**Required action:** In the data below, which lines contain "segment"? List them by copying each one.

#### Data records ####

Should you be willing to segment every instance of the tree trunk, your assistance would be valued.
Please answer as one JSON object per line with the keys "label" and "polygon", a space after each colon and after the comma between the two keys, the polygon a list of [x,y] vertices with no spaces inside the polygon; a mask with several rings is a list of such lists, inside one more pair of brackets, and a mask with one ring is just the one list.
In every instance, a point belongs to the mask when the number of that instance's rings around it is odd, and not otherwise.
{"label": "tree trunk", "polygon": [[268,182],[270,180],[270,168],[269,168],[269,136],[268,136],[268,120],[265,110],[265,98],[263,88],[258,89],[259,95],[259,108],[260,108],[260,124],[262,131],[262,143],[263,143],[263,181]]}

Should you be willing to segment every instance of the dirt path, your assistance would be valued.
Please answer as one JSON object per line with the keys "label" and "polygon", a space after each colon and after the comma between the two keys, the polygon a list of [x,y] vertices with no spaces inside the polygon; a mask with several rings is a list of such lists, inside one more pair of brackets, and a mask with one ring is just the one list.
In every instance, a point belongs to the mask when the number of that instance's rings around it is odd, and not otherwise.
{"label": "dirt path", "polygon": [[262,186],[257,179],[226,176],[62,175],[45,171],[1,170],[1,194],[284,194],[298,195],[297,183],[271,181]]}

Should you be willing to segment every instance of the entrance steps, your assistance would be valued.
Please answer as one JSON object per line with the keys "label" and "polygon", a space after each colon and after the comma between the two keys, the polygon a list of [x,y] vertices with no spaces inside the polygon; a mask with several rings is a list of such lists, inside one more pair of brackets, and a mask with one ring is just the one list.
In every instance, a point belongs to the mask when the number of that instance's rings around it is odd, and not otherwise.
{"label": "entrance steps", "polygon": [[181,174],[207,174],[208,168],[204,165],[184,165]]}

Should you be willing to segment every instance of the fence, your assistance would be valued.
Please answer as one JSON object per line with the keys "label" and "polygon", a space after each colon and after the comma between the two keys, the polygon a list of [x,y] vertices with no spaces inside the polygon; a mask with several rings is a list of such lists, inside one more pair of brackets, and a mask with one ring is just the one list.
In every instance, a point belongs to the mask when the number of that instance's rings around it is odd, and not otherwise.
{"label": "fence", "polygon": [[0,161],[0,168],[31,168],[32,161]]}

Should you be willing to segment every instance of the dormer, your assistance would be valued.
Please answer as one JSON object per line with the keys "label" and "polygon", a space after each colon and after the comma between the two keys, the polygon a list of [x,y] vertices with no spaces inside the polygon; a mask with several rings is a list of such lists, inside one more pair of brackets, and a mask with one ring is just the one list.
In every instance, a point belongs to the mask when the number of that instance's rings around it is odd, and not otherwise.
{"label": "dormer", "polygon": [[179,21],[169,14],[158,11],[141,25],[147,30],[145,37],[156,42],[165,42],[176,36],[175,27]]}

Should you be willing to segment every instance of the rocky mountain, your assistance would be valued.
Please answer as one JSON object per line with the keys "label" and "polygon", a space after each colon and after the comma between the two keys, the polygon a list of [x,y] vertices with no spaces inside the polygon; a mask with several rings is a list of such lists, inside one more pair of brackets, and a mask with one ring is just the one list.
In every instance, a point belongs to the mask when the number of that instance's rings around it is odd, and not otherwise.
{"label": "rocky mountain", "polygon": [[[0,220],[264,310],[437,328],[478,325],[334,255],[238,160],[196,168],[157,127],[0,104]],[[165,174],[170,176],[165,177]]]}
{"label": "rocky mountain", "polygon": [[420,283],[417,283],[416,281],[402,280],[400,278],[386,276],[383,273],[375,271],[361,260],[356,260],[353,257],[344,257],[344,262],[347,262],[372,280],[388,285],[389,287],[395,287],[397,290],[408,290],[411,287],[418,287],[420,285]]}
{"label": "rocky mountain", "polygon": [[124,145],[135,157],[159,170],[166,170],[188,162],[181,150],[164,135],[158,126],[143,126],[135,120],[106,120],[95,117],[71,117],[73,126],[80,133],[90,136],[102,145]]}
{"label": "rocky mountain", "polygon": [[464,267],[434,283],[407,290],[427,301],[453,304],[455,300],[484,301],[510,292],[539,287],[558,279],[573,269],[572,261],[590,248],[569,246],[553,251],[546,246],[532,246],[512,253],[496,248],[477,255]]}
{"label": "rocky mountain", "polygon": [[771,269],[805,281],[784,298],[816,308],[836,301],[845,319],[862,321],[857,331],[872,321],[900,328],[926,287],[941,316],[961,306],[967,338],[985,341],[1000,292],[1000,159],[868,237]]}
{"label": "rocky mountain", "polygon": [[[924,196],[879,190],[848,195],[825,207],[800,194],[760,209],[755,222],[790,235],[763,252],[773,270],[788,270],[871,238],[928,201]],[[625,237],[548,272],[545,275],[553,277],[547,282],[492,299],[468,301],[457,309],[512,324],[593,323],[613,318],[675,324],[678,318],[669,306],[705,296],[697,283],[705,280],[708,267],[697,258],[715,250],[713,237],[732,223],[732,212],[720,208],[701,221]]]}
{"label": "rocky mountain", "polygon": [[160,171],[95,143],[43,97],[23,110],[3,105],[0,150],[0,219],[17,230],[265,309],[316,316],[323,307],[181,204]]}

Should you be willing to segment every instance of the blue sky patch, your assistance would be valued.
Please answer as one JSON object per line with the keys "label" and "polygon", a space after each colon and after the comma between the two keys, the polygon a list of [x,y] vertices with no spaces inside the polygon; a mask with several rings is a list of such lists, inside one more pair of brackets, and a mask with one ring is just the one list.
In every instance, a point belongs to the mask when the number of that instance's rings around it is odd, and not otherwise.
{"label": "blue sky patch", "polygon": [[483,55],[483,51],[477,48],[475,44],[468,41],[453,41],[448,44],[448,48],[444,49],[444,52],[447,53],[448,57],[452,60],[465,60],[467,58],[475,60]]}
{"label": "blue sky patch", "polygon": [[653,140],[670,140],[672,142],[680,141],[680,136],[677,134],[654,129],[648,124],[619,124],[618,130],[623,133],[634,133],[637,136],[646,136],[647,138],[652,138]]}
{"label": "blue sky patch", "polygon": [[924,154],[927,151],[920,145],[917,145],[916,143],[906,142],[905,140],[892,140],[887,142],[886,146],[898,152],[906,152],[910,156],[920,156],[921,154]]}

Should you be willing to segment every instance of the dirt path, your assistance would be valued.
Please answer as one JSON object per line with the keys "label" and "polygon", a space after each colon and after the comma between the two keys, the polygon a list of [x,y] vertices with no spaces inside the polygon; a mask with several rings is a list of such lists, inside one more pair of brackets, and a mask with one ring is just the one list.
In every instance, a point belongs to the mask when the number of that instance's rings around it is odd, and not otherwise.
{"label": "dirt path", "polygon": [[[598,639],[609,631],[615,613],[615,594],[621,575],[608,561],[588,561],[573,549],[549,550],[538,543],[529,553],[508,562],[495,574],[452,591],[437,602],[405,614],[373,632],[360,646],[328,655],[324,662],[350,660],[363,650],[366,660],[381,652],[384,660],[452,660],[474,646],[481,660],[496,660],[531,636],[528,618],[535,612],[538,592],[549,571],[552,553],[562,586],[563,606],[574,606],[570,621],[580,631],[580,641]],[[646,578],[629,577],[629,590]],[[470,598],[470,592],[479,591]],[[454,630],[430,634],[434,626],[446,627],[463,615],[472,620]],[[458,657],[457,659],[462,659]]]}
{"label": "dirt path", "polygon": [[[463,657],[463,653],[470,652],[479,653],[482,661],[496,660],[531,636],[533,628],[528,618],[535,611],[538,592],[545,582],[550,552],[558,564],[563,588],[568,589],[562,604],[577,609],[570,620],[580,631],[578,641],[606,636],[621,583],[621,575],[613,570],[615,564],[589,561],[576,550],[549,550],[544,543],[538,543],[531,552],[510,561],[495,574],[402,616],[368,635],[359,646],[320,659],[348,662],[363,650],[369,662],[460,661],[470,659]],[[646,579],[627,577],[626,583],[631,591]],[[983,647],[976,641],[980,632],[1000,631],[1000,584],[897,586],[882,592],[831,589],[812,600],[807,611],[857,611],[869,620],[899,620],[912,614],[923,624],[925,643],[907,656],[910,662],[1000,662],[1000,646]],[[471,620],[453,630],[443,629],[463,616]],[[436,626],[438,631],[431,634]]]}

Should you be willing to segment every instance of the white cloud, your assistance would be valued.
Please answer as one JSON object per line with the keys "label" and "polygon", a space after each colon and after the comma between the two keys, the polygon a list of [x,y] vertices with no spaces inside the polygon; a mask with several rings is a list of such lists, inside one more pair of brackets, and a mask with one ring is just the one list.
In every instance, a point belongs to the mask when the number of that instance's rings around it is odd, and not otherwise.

####

**Response:**
Should you be willing to segment every instance of the tree trunk, your assistance would be valued.
Should you be willing to segment every instance of the dirt path, your assistance would be valued.
Should you be willing to segment every instance of the entrance steps, your assistance would be valued.
Should you be willing to segment every instance of the fence, your assistance would be valued.
Should you be willing to segment every instance of the dormer, your assistance would be valued.
Should you be willing to segment every instance of the rocky mountain, your assistance would be valued.
Should you be willing to segment every instance of the blue sky patch, your assistance would be valued.
Should you be willing to segment every instance of the dirt path, your assistance would be valued.
Should you be willing to segment every instance of the white cloud, your assistance would be valued.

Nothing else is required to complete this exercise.